#### 文書抜粋 ####

授業私の1、2年の教科書には「新日本語の基礎」を使いました。タジク人女性教師が2年前から使っていたのでそのまま引き継ぎました。
彼女は実は英語の教師で「ひらがな、カタカナ」が読めるだけで、漢字は全く読めません。簡単な日本語会話はできますが、単語は全てタジク語でふりがなを付けて覚えていました。いわゆる「タジク語のルビ打ち」です。
ちょっと日本行ったことがあるので日本語科に回され彼女も気の毒でした。
この大学の日本語科は開設3年目を迎えていましたが、日本語教師がいないので、日本大使館員の奥さんが週に3回ほどボランティアで教えたり、スラブ大学の日本語好きの教授が講師で来たりしてなんとかしのいでいました。
授業は自習が多くほとんど遊んでいたといいます。
それでも、3年生は簡単な日本語を話せるようになっていました。
しかし、読み書き、特に漢字ができないので日本語検定試験3級程度も合格することができません。
学生は教科書らしい教科書を持っていません。教師の日本語を聞き取りノートに写すか、ロシアの日本語教科書を書き写すとかしていました。

####

課題一覧
a. 日本語科についての文章から、「授業私の1、2年の教科書には」を含む語句で始まり「た。いわゆる「タジク語のルビ打ち」です。」で終わる部分を、一字も変えずに書き写すこと。
b. 日本語科についての文章を、最後の文の後から書き継ぐこと。
後に続く行は参照しなくてよい。

#### 記録データ ####

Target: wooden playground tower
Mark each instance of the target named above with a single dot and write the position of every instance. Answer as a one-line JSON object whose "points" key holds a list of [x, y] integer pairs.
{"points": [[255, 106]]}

####

課題別の解答
a.
授業私の1、2年の教科書には「新日本語の基礎」を使いました。タジク人女性教師が2年前から使っていたのでそのまま引き継ぎました。
彼女は実は英語の教師で「ひらがな、カタカナ」が読めるだけで、漢字は全く読めません。簡単な日本語会話はできますが、単語は全てタジク語でふりがなを付けて覚えていました。いわゆる「タジク語のルビ打ち」です。

b.
私はまず日本大使館にコピーを頼み、学生たち全員に「新・日本語の基礎」の教科書を持たせました。一度にではなく各課ごとに少づつコピーしてもらいました。
一年生はもちろん「あいうえお」の読み書きからはじめました。
タジキスタンはソ連連邦の一つでしたから、公用語はロシア語で私語はタジク語を話しているようでした。学生たちは小学校から習っているのでロシア語が上手でした。インテリの中には母語のタジク語がうまく話せない人さえいました。
人々の会話の中にタジク語とロシア語が混在し、どちらの言葉も完全ではないという状態でした。
しかし、最近は政府が母国語の教育に力をそそいでいます。今度はロシア語が出来ない学生が増えてきて日露辞書も使えなくなりつつあります。
タジク:日本語辞書はまだないので日露辞書を学生は使いましたが、漢字が読めないので大変でした。日英辞書を使う学生も1、2人いました。
何年後かに、私の教え子が 日:タジク辞書を編纂してくれるだろうと楽しみにしているところです。「きっと作ります」と学生も言ってくれました。
夫は3年4年を受け持ちましたが、プロの日本語教師が大学にいないのですから、最初から日本語科学部長のようなものです。
全学年の授業のカリキュラムを作り、時間割も決めました。かえって仕事はやりやすかったともいえます。
夫は早朝の課外授業をして2、3年生の漢字と文法のレベルアップに努めました。
せめて3級程度の実力をつけさせたいと必死でした。
いろいろの授業を試みました。初めてのスピーチ大会、初めてのお茶や着物の体験授業など。日本の歌もたくさん教えました。
学生は平井謙の「おじいさんの古時計」「life is」やウルフルズの「明日があるさ」が大好きでした。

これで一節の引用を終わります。